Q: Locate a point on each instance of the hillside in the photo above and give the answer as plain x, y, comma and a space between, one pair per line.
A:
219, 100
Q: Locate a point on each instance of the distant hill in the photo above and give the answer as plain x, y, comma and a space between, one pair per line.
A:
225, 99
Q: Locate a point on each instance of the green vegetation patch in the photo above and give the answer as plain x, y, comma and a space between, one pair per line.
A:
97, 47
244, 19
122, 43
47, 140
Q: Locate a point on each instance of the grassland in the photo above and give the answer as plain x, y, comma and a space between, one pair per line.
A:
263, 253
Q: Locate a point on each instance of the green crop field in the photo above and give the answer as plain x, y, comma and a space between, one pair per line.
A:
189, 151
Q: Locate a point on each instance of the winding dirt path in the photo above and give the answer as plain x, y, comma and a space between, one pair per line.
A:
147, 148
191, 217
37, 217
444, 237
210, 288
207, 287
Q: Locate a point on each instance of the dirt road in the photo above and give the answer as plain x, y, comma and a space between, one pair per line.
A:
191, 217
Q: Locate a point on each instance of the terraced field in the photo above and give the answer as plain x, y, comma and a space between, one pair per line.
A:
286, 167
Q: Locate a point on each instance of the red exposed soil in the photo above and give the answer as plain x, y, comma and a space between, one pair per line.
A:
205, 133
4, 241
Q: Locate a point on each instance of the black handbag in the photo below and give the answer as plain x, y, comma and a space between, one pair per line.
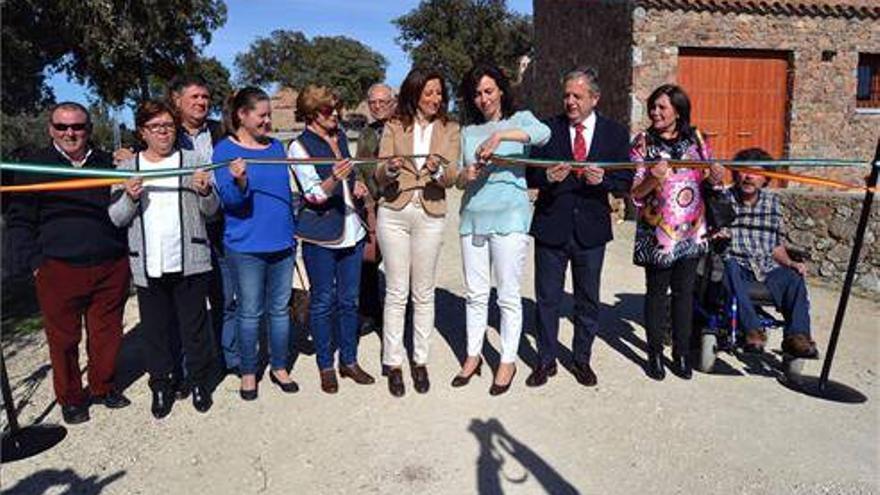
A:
720, 211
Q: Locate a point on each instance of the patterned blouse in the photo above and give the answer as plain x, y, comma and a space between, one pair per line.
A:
671, 220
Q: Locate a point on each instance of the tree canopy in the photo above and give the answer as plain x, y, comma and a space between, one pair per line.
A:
453, 35
290, 59
112, 47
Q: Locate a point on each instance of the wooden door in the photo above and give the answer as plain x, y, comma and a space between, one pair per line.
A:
739, 98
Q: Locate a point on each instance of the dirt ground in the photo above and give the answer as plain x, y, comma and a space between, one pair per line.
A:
734, 431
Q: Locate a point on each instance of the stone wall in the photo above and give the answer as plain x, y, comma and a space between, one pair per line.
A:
823, 121
824, 225
636, 49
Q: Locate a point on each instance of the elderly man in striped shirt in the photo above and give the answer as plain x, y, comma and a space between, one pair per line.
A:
757, 253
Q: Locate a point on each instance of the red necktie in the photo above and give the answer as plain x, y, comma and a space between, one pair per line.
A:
580, 148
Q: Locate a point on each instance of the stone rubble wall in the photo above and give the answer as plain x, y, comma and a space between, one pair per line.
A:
824, 225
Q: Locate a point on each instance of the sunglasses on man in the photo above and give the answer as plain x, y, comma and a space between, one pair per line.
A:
63, 127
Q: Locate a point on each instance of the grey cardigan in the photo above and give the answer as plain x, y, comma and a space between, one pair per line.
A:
194, 209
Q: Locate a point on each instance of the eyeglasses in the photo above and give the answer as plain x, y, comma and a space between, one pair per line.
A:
328, 111
76, 127
156, 128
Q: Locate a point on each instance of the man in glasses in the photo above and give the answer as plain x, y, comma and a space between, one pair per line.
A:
382, 103
78, 259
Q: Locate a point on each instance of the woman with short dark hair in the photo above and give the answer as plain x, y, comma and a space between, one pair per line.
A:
258, 234
495, 215
412, 216
332, 235
169, 254
671, 228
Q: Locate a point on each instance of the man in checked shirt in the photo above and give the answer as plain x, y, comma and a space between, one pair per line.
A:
757, 253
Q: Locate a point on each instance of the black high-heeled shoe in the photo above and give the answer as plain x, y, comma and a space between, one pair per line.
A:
462, 380
655, 366
290, 387
682, 367
496, 389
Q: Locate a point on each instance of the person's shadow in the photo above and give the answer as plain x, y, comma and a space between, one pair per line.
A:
54, 479
497, 448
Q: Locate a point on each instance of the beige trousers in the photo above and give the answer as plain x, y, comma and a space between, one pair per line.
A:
410, 241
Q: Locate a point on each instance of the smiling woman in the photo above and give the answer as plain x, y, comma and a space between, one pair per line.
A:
169, 254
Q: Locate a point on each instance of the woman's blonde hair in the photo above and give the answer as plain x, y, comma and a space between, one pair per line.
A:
313, 98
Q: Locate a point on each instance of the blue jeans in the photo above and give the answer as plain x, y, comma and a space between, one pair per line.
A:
264, 285
335, 277
226, 305
786, 286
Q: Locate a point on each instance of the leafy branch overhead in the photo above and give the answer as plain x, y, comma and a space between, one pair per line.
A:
290, 59
112, 47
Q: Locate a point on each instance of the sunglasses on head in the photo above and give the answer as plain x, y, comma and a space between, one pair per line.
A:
63, 127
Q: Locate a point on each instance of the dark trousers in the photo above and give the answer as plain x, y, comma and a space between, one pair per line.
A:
167, 297
67, 294
586, 269
786, 286
681, 277
370, 306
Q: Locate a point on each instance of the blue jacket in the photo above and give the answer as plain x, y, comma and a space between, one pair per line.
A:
324, 222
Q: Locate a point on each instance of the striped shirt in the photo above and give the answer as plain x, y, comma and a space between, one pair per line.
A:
756, 232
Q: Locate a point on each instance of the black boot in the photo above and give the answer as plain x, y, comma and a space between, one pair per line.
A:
201, 398
655, 366
163, 400
682, 366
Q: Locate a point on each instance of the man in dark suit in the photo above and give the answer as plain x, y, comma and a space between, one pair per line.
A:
572, 221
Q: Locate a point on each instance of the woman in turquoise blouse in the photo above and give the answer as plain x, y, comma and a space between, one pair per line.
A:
495, 215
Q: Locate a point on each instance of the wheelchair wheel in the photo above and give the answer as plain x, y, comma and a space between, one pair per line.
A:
708, 347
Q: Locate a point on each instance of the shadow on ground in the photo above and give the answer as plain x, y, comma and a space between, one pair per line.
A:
501, 452
65, 482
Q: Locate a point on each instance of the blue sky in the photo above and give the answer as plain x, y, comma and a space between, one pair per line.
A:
366, 21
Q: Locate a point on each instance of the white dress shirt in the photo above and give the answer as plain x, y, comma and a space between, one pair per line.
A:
161, 206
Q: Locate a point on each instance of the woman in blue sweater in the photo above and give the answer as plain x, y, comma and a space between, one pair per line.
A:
332, 235
495, 215
258, 235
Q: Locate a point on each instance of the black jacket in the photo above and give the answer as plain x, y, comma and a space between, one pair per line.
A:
71, 226
573, 207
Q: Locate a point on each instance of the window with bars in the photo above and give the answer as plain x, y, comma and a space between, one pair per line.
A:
868, 85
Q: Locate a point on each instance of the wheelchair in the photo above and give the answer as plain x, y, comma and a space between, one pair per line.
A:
716, 312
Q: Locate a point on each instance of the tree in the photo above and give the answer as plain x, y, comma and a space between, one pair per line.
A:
453, 35
290, 59
112, 47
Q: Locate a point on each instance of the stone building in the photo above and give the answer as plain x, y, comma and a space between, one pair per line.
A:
800, 78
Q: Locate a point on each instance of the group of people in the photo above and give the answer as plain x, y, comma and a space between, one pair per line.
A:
212, 254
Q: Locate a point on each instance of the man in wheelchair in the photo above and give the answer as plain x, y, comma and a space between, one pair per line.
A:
757, 256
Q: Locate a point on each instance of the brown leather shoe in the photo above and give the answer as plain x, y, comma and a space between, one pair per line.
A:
800, 346
420, 379
540, 375
395, 382
328, 381
356, 373
584, 374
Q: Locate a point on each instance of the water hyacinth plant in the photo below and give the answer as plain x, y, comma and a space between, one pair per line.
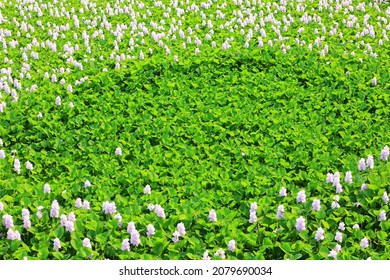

• [Your goal]
Repeat the data above in full and exactly. Omit every image.

• [Exercise answer]
Q: Locate a point on each instance of the hillside in the photo above and give the answer as plain x, y, comma and a space between, one pair per line.
A:
219, 100
Q: Locate a point on each instance of the distant hill in the photo above and give the answer as plain x, y, comma and a space between, one pair per line.
A:
225, 99
Q: Locate a point on each instance of the green vegetation patch in the photo above and give the answer as plain x, y, comma and a space between, one pair per line.
A:
97, 47
244, 19
122, 43
47, 140
Q: Locate a point on each instance of the grassland in the photo above and give the answer as plain x, y, comma and a space between, one pair per line.
A:
263, 253
Q: Locate a point on each instance of the green crop field in the photo above and give the answer as plain x, y, comma and a space between, one pair per line.
A:
189, 151
Q: Locate a point on each instance of the winding dirt path in the photo above and give the answer as plain x, y, comma and a space between, one pair per line.
A:
147, 148
191, 217
37, 217
444, 237
210, 288
207, 287
Q: Locate a point on each instance of the dirt road in the photo above and give the answer as plain x, y, comma and a space between, one pair per line.
A:
191, 217
Q: Locate a point on each instance of the terraced field in the photo above and give the answer as plain x, y, comma and a space between, one pair per line.
A:
286, 167
Q: Locate a point on each instance of the red exposed soil in the photo above and give the answer as plain x, y, comma and a space between, one pair per line.
A:
205, 133
4, 241
Q: Locate a point on each instance of the black handbag in the photo below and give the answer as plain x, y, comma and a space between, one pair per line.
A:
720, 211
Q: Locate a point on each instance of the patterned blouse in the photo above and give the answer as plain x, y, comma and a space between, one pair per line.
A:
671, 220
Q: Locate a point on each instance of the tree canopy in the photo above and give the answer as plain x, y, comma and a space between, one pair per line.
A:
453, 35
290, 59
112, 47
Q: Locate a point on each instance of the wooden door in the photo above and give the answer as plain x, y, comma and a space between, one pair per line.
A:
739, 98
Q: Locate a point on each instance of the dirt ground in the photo above and give the answer as plain x, y, comma and a space between, one pair per line.
A:
734, 431
Q: Locate a point on each instance of the stone wall in the photo above and give the answer as plain x, y, comma and a space between, one pair per line.
A:
823, 121
824, 225
636, 49
Q: Locate a point on each instance of the elderly man in striped shirt in the photo above and give the answer as plain x, y, comma and a space between, one pair per line.
A:
757, 253
Q: Locate a point on each instance of the red necktie in the photo above and give the answer as plain x, y, comma and a space between, one pair per line.
A:
580, 148
Q: Locate a point on each instance of the stone rubble wall in the photo above and give the answer as plain x, y, comma and a space between, one pair per line.
A:
824, 225
Q: Locate a point on each instance of the sunglasses on man in the photo above and give the answer as plain x, y, comma and a space between, one pair per line.
A:
63, 127
Q: Locate a point on each instance of the grey cardigan in the photo above and give the answer as plain x, y, comma and a space between, one pair per line.
A:
194, 209
Q: Locate a point on each instance of the eyeglasses in the photo above and give the answer as plain x, y, comma and a space between, one pair per line.
A:
328, 111
76, 127
156, 128
Q: Locate a point on each instance of the man in glasses in the photo above and give the answer as plain x, y, comma and a space between, one pair per line.
A:
382, 103
78, 259
Q: Locate a point on each instance of the woman with short dark hair in the photo above and give the answer as plain x, y, comma and a space between, one pair per line.
A:
258, 234
495, 215
412, 216
332, 235
169, 254
671, 228
Q: Locate a point on each instance of the man in checked shirt in the photo above and give the answer as plain x, y, comma and a space between, one pair per line.
A:
757, 253
Q: Locate a point on each instance of the black high-heeled shoe in the photo above and give the answer as plain x, y, comma and a space between, one pair per line.
A:
462, 380
655, 366
290, 387
682, 367
496, 389
Q: Locate a point on each instance of the person's shadow in the photo above and give the answer as plain x, y, comma and a space between, one pair per line.
A:
54, 479
497, 448
Q: Locate a point on each instance of the beige trousers in the photo above and give the answer as plain x, y, comma and a space between, one pair per line.
A:
410, 241
Q: Locate a point on each instance of the smiling woman in the photo above and give the answer as plain x, y, comma and a space between, one pair per line.
A:
169, 254
Q: Locate a point on each instance of the woman's blonde hair in the photo above and give the answer as plain x, y, comma and a space between, one pair per line.
A:
313, 98
Q: Locate a point on each instance of the blue jeans in the photo above and give the answer as plain x, y, comma and a space between, one pair per line.
A:
264, 285
335, 277
226, 305
786, 286
Q: Locate a point on each instance of the leafy branch overhead in the photo above and give the answer as plain x, y, comma and a space between, one pair per line.
A:
290, 59
112, 47
Q: Locate a point on each instance of the sunglasses on head in the photo above and give the answer as plain x, y, comma and a space between, one pair per line.
A:
63, 127
Q: Locate a point on each instance of the dark trousers in the photo above and give the answer as plain x, y, comma and a space between, one pair per line.
A:
167, 297
67, 294
586, 269
786, 286
681, 277
370, 306
Q: Locate a point on each instance of the blue jacket in the photo above and give the answer as plain x, y, comma and a space between, one pair per line.
A:
324, 222
Q: Locate a point on each instance of the striped shirt in the photo above and give the answer as plain x, y, comma and a space between, one pair per line.
A:
756, 232
Q: Locate a point on each instance of the black boot in the photo above and give the answer as plain x, y, comma and a space between, one pair per line.
A:
201, 398
655, 366
163, 400
682, 366
Q: Locate a point on each instance of the man in dark suit in the photo above and give the answer as plain x, y, comma and a space between, one pair per line.
A:
572, 221
Q: Locate a point on each instance of the woman in turquoise blouse in the photo above and give the answer as plain x, y, comma and a space between, one pair per line.
A:
495, 215
Q: Locate a point on each instance of the wheelchair wheel in the photo above and give the answer as plain x, y, comma and a space between, one pair per line.
A:
708, 347
Q: Locate a point on each instance of the shadow on ground in the photo above and give the answer as plain x, y, comma and a space between, one pair per line.
A:
501, 452
65, 482
Q: Locate a point on each instance of the blue sky in the photo above and give the answer as plain x, y, comma and a space between, one pair per line.
A:
366, 21
Q: Locate a point on each instance of the white dress shirt in the photo above and give the answer as plain x, y, comma and a space between, one pair per line.
A:
161, 206
Q: Locate a point on each instance of the woman in blue sweater in the photo above and give the answer as plain x, y, comma and a space between, one pair per line.
A:
332, 235
495, 215
258, 235
Q: Locate a point on each instance of the black jacket in the photo above and give the answer as plain x, y, comma and a space between, one pair per line.
A:
71, 226
573, 207
Q: Locate a point on each instance of the window with bars in the photo above and give the answer as plain x, y, comma and a space between, one pair per line.
A:
868, 85
Q: Locate a point on each instance of the wheelchair in the photo above and give the answer as plain x, y, comma and a space between, one pair per line.
A:
716, 312
Q: Locate a point on each instance of the tree in the photo above and give the answer as plain x, y, comma and a space between, one pair per line.
A:
453, 35
290, 59
112, 47
Q: Locate a point on each instance of the stone building in the photo above and give the answer as plain x, y, comma and a space between, one pair per line.
A:
800, 78
Q: Locate a point on each instance of the group of people in the photo above and give the answer as plain x, y, comma and a space between, one pair per line.
A:
212, 254
Q: Locate a point on each instance of the man in wheelchair in the photo above and give the answer as plain x, y, comma and a space between, one pair per line.
A:
757, 256
Q: Locate a point on each instance of the brown leather shoe in the photo above and give the answer as plain x, y, comma and a space between, one pair per line.
A:
800, 346
420, 379
540, 375
395, 382
328, 381
356, 373
584, 374
Q: Locate a point on each instance of the water hyacinth plant in the photo below and give the answer as plain x, y, comma and a space between, one pair per line.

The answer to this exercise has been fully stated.